* _TEKST DO PRZECZYTANIA_
Nauczanie
Papież: starać się o pokój, sprawiedliwość, miłość do ojczyzny
„Kiedy jakieś imperium czuje się słabe, ma potrzebę toczyć wojnę” – powiedział Papież w wywiadzie dla argentyńskiej telewizji C5N. Tak odniósł się do rosyjskiego ataku na Ukrainę. Potępił również znowu handel bronią, jako przykład podając tutaj użycie irańskich dronów przez najeźdźców na terytorium naszych wschodnich sąsiadów. Ojciec Święty odpowiedział też na serię pytań dotyczących m.in. kwestii niedawno opublikowanej uaktualnionej wersji motu proprio „Vos estis lux mundi”.
Dokument dotyczy kwestii radzenia sobie oraz zapobiegania nadużyciom wobec nieletnich i bezbronnych dorosłych. Franciszek przyznał w wywiadzie, że podejmuje wysiłki mające na celu zaradzenie takim sytuacjom.

* _FRAGMENT DANYCH_
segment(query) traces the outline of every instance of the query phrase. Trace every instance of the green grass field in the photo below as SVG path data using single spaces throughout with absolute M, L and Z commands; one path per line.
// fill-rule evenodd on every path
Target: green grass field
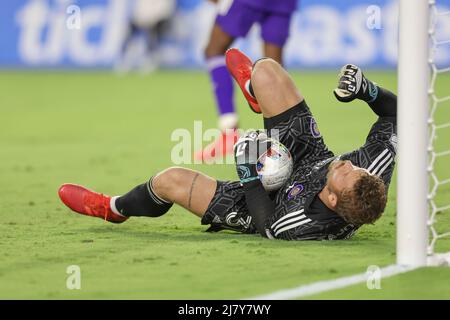
M 396 76 L 367 72 L 396 91 Z M 294 73 L 335 153 L 359 147 L 375 120 L 362 103 L 341 105 L 331 72 Z M 450 77 L 437 83 L 450 87 Z M 363 273 L 395 262 L 393 178 L 384 216 L 348 241 L 270 241 L 257 235 L 205 233 L 199 219 L 180 207 L 161 218 L 112 225 L 70 212 L 57 197 L 64 182 L 121 194 L 171 166 L 176 128 L 194 120 L 216 126 L 207 75 L 160 72 L 150 76 L 109 73 L 0 73 L 0 298 L 2 299 L 240 299 L 301 284 Z M 447 91 L 448 94 L 448 91 Z M 237 98 L 241 126 L 261 118 Z M 450 106 L 448 104 L 448 106 Z M 450 119 L 450 108 L 437 118 Z M 449 147 L 449 130 L 437 147 Z M 442 178 L 447 164 L 437 163 Z M 233 165 L 191 165 L 219 179 L 236 179 Z M 411 183 L 414 183 L 411 173 Z M 441 202 L 450 189 L 440 190 Z M 438 215 L 450 229 L 449 214 Z M 438 242 L 449 251 L 450 240 Z M 66 268 L 81 268 L 81 290 L 68 290 Z M 449 268 L 422 269 L 311 298 L 450 299 Z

* _POLECENIE_
Proszę określić, czy każde z tych stwierdzeń zgadza się z tekstem o wywiadzie Papieża, i przy każdym odpowiedzieć „tak” lub „nie”, przytaczając dosłownie rozstrzygające słowa tekstu: (a) Papież udzielił wywiadu argentyńskiej telewizji; (b) jako przykład handlu bronią Papież wskazał użycie rosyjskich dronów; (c) uaktualniony dokument „Vos estis lux mundi” dotyczy nadużyć wyłącznie wobec nieletnich.

* _ODPOWIEDŹ_
(a) Tak: „powiedział Papież w wywiadzie dla argentyńskiej telewizji C5N”.
(b) Nie: „jako przykład podając tutaj użycie irańskich dronów przez najeźdźców”.
(c) Nie: „zapobiegania nadużyciom wobec nieletnich i bezbronnych dorosłych”.